Point localization data
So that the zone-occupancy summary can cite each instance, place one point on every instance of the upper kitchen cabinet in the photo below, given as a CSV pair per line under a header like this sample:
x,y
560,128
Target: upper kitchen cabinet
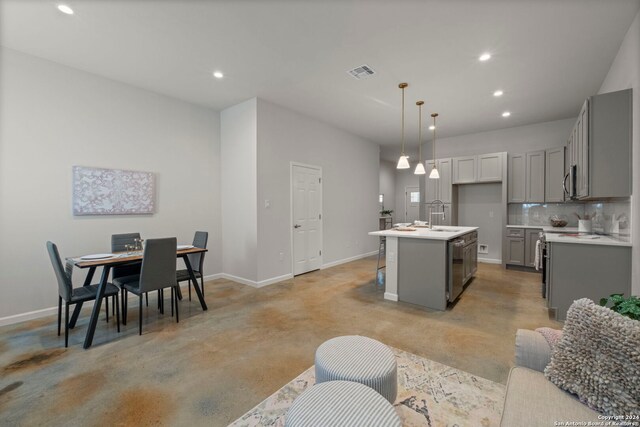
x,y
481,168
464,169
599,148
438,189
526,178
554,175
534,178
516,173
490,167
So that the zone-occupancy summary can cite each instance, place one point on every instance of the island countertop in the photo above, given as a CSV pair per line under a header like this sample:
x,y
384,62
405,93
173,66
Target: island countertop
x,y
439,232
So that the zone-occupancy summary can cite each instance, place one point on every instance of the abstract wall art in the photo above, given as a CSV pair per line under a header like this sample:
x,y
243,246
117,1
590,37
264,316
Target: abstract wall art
x,y
99,191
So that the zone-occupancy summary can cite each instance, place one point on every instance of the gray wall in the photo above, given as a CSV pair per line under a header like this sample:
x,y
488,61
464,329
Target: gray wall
x,y
480,205
623,74
388,184
238,135
350,168
404,178
53,117
512,140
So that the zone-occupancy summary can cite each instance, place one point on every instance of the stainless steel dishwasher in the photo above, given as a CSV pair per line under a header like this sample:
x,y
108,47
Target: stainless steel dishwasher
x,y
463,261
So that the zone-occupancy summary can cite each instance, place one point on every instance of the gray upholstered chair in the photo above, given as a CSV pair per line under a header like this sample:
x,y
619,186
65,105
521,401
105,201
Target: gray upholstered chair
x,y
158,271
72,296
196,260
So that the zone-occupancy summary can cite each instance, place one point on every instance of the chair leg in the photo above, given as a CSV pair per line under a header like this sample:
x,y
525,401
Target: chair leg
x,y
140,318
117,304
176,297
124,305
66,324
59,313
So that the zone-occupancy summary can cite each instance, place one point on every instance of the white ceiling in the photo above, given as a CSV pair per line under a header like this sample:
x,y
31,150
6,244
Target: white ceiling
x,y
548,55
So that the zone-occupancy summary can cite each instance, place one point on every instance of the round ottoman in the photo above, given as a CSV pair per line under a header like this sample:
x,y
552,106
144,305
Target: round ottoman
x,y
341,403
358,359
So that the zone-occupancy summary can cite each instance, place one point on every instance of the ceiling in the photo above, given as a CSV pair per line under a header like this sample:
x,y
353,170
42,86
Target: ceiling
x,y
547,55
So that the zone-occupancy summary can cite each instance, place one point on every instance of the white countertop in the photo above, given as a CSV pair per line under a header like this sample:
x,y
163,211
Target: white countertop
x,y
450,232
588,239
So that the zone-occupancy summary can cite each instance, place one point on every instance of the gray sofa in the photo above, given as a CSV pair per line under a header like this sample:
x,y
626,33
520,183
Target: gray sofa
x,y
530,398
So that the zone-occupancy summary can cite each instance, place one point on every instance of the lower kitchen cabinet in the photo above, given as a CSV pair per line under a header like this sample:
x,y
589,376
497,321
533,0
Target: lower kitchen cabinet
x,y
521,246
577,271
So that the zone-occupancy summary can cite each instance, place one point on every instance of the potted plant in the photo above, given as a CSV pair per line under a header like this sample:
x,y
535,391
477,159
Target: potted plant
x,y
629,307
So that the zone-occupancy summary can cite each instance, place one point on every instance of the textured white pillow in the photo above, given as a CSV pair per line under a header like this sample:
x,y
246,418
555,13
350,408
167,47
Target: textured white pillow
x,y
598,359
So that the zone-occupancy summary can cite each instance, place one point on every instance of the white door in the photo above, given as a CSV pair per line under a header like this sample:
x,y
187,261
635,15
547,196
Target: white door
x,y
412,204
307,218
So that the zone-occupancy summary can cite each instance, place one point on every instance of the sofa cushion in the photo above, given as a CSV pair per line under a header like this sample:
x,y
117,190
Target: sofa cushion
x,y
598,359
532,400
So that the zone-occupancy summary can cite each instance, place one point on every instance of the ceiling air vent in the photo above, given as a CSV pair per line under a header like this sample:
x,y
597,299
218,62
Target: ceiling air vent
x,y
361,72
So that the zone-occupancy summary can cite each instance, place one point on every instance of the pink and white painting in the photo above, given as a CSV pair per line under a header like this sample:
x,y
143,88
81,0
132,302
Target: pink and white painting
x,y
99,191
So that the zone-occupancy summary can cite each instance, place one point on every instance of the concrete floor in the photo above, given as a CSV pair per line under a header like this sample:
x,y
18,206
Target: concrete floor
x,y
214,366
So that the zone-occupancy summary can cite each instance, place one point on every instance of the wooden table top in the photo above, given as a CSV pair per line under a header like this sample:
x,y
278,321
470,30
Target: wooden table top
x,y
123,258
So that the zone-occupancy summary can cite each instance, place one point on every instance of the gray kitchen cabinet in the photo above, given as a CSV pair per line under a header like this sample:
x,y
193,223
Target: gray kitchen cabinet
x,y
577,271
554,175
530,240
464,169
534,177
599,147
516,181
515,250
438,189
444,168
490,167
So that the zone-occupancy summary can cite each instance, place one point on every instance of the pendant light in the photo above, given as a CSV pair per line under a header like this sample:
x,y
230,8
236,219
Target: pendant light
x,y
403,161
434,172
420,166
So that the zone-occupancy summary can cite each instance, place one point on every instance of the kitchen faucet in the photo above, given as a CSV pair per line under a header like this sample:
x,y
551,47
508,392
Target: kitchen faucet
x,y
431,213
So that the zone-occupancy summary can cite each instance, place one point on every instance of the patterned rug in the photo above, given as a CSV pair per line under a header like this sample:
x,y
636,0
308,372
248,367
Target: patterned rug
x,y
429,394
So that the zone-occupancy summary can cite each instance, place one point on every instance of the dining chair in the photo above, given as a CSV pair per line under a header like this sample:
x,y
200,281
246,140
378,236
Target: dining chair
x,y
119,243
72,295
196,260
158,272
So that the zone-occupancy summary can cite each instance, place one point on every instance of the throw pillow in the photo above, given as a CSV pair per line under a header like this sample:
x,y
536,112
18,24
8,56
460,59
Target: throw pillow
x,y
598,359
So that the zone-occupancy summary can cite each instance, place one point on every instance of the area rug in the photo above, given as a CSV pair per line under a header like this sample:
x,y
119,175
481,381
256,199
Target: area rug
x,y
429,394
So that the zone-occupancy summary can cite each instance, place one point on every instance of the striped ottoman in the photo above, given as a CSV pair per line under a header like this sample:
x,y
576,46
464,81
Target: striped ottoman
x,y
341,404
359,359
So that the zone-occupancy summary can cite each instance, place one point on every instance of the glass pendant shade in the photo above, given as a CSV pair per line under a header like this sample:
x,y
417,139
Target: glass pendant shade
x,y
403,162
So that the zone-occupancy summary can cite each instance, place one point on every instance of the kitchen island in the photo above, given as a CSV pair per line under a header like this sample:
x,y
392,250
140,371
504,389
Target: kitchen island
x,y
428,267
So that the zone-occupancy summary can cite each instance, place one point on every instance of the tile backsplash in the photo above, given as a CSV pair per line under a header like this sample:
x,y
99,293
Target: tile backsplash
x,y
604,214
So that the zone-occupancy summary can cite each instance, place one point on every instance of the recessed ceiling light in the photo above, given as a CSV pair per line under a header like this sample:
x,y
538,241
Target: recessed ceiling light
x,y
65,9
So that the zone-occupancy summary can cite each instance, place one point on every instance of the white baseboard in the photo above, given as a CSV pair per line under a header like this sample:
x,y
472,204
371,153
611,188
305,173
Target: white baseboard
x,y
31,315
490,260
346,260
390,296
253,283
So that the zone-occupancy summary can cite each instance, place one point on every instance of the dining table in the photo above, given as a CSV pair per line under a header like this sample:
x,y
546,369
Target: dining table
x,y
117,259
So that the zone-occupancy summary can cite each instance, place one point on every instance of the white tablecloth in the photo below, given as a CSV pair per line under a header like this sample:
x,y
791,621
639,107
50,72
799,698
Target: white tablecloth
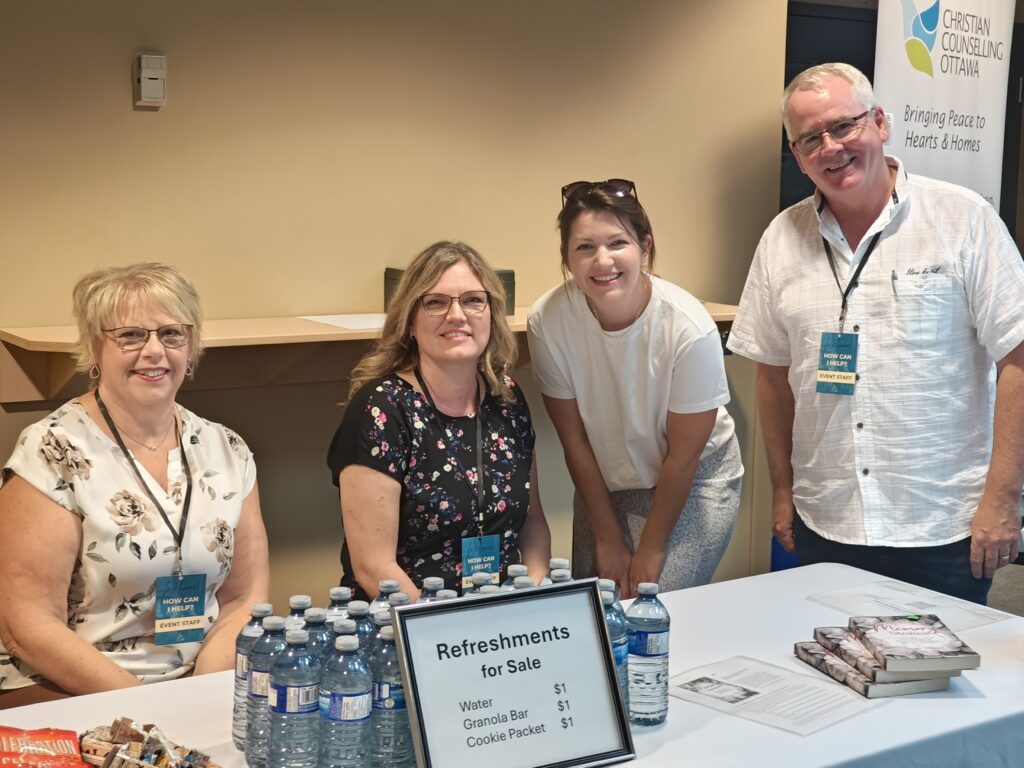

Brief =>
Your task is to repeat the records exactly. Images do not belong in the copy.

Result of this exercise =>
So that the zone-occupancy summary can cite each instance, place one point on every instance of the upper kitchen cabinet in the photo below, given as a CSV pair per line under a header like this sample:
x,y
560,128
Target: upper kitchen cabinet
x,y
481,168
464,169
599,148
438,189
526,178
554,175
534,178
516,173
490,167
So that the zone-occupancy summary can cite each instance, place one point on every instance of the island countertop in the photo above, given as a CSV pair per line under a header like this sample:
x,y
384,62
405,93
173,66
Target: island countertop
x,y
439,232
So that the zone-occupancy summary can cite each instance, place one point on every instance of the abstract wall art in the photo above, given as a CSV pair per line under a header like this sample:
x,y
243,246
117,1
590,37
264,316
Target: abstract wall art
x,y
99,191
So that the zone-occupancy summary can cite each instance, place one point on every instance of the gray wall in the photo above, given as a CSV pair per line under a header like this sample:
x,y
488,61
464,329
Target: gray wall
x,y
480,205
623,74
388,184
238,135
350,168
404,178
53,117
512,140
So that the zone-occupancy summary can cite each instance, place one point on every instance of the stainless steel dishwasher in the photo above, given as a CSV pair per line under a header like this sample:
x,y
108,47
Target: stainless steel dishwasher
x,y
463,261
So that the zone-occupancy summary can cite each instance, place one point on every instance of the gray upholstered chair in the photo above, given as a CSV pair per line under a header like this sample:
x,y
619,186
65,105
521,401
105,201
Target: gray upholstered chair
x,y
158,271
72,296
196,260
So that the zone-occupancy summary can cite each instance, place one point on every instance of the chair leg in the photo above, given as a CSV pair per line under a header like this sample:
x,y
525,401
Target: chair leg
x,y
140,318
117,304
176,297
124,305
66,324
59,313
So that the zone-occupancy summary can cite each instance, place one point on every instance of the white ceiling in the photo above, given as a CSV pair per line under a header like this sample:
x,y
31,150
6,244
Target: white ceiling
x,y
548,55
So that the zone-occupancy summary can cite each instance, place one point on every instance of the round ottoman in the photo above, given as a CSV pair per line under a header like this sample:
x,y
552,106
144,305
Target: round ottoman
x,y
341,403
358,359
So that the zone-occupancy summary can cite each instance, place one point on every instance of the ceiling in the photo above, given as a CSV pair per line under a header like this sample:
x,y
353,170
42,86
Target: ceiling
x,y
547,55
So that the zone-occupancy summary can cite each instance, place one point on every instance of the white countertop in the photo above, given as a CSV pair per line under a header like this sample:
x,y
163,211
Target: white countertop
x,y
450,232
588,239
So that the zone-occupancy summary can cite each instance, place one point on every instance of the gray sofa in the photo above, given as a CSV pair per line under a header like this sample:
x,y
626,33
520,183
Target: gray sofa
x,y
530,398
So that the zone-occupancy summary can cite each instance, place one point on every instance of the lower kitchen cabinet in the photo above, given as a CSV pair per line under a header like this sample:
x,y
589,376
497,321
533,0
Target: lower kitchen cabinet
x,y
521,246
577,271
So that the zone-occupancy summary can cite each instance, place one point on every instance of the potted plant in the photo above, given as a CSV pair per line under a header like this sample:
x,y
535,391
477,159
Target: potted plant
x,y
629,307
So that the zone-occupancy summary can cite each instance, place one point on every instance of the textured white pillow in the photo above, given as a CSV pair per line under a header like this sample:
x,y
246,418
555,13
350,408
167,47
Target: textured white pillow
x,y
598,359
So that the zone-occupancy summary can cite each instance, place one point on every instance of the white door in the photo above, given as a CSV pair per line under a header like this sample:
x,y
187,261
635,15
547,196
Target: white door
x,y
412,204
307,218
So that the zone-occupancy summary can cite each instance, place one point on every instance of the sofa cushion in the photo above, given as a CSV pair per line under a header like this sample:
x,y
117,190
Target: sofa cushion
x,y
598,359
532,400
So that the zone-occupancy summary can cite each instance, place one point on every instance of the ceiling air vent in the photo above, given as a CSV pair per line under a header like this sample:
x,y
597,299
218,62
Target: ceiling air vent
x,y
361,72
So that the zone-occupancy summary can cite each instance, place one point on every instance of the pink and white painting in the photo above, given as a CSV pair per line under a header like this sample:
x,y
143,88
81,0
132,302
Target: pink and white painting
x,y
99,191
So that the zone-occupancy summary can cite each instance, place one point on every instance of the concrete floor in the photo above, given as a CSV pair per line under a header like this sample:
x,y
18,206
Target: concrete floor
x,y
214,366
So that the zone-occupancy summary can cite each instance, place one point on every instance of the wooden table top in the photo above, given as a CSV pair per line under a header like this sample:
x,y
278,321
470,30
Target: wooden table top
x,y
123,258
So that the zone-occupancy summary can cite each instance, place one point on every instance of the gray kitchen cabinet in the photo above, given as a CSV pair per line under a header like this sample:
x,y
193,223
Target: gray kitchen cabinet
x,y
577,271
554,175
530,240
464,169
534,177
599,147
516,181
515,250
438,189
444,168
490,167
So that the zone-occupancy summary can cite each instance, place one point on every instance of the pendant light in the photo above, given as a CSV pair per line under a header like this sample:
x,y
230,8
236,219
Target: pendant light
x,y
403,161
434,172
420,166
So that the zone-occupancy summary can cite each instance, place one point on every instance of the kitchen faucet in the photo above, given as a CSV pair per line under a header like this sample:
x,y
551,47
508,392
Target: kitchen faucet
x,y
431,213
So that the zone-occupancy summary can cite each instance, place one point on every instance of the patterned rug in the photo above, given as a CSV pair per line under a header like this sample:
x,y
636,0
308,372
248,367
Target: patterned rug
x,y
429,394
So that the zone-occupancy summary can cite each instance, place one point on every instance of the dining chair in the photo above, given as a CSV pair per line under a header like this sample:
x,y
200,281
246,140
378,236
Target: dining chair
x,y
119,243
72,295
196,260
158,272
So that the zone-occupancy summary can cite each instance, place one point on every instance of the throw pillow in the photo above, given as a CSV pair per line under a header like this sample:
x,y
536,112
18,24
8,56
460,59
Target: throw pillow
x,y
598,359
So that the zone-occupancy summary can cite each instance, place one point on every instance of the area rug in the photo above, given as a CSV pair per line under a header like this sample:
x,y
119,175
481,381
256,199
Target: area rug
x,y
429,394
So that the zone-occupancy summary can cite each instance, place one point on every instance of the striped ottoman in the photo above, given as a CSV pair per line under a header like this sample:
x,y
576,46
464,81
Target: striped ottoman
x,y
341,404
359,359
So that the zone-occupancy summary can cite each instance, place one point on every instance of the glass pendant shade in the photo above, given as a CSV pair per line under a header like this sample:
x,y
417,139
Target: glass pendant shade
x,y
403,162
So that the zone-occupancy summary can cite each instance, place one point on every instance of the kitchen island in the photo above, given as a CSV pair per line under a header like this sample:
x,y
392,250
140,371
504,389
Target: kitchen island
x,y
428,267
So that the zone-occupancy summary can cite each instance, place one point on every instance of the tile backsplash in the photo above, given as a CSV pair per line under a header like this sample:
x,y
99,293
Target: tile backsplash
x,y
604,214
So that the zone-occupancy summary can cite each instance, place one point on every instance of the recessed ceiling light in the photo above, given as a CSV pair per line under a header like this sample:
x,y
538,241
Target: recessed ceiling light
x,y
65,9
So that the zone-occupancy summary can cite each instance, place one point on every instance of the white baseboard in the photo above, given as a CSV pair per line under a header like this sample:
x,y
472,204
371,153
611,188
305,173
Target: white baseboard
x,y
31,315
490,260
346,260
390,296
253,283
So that the zone-occupancy summary can cite each instance, place one point on every instance of the dining table in the photo above, given as a CSV pair per line under a header like this sample:
x,y
546,369
Target: dining table
x,y
117,259
So that the zone-occupancy summary can cite each instance, place one point on every instance of the white tablecloth in the photo below, given as a CSV pair per line under a header like this sample:
x,y
791,621
639,107
50,72
799,698
Target: white tablecloth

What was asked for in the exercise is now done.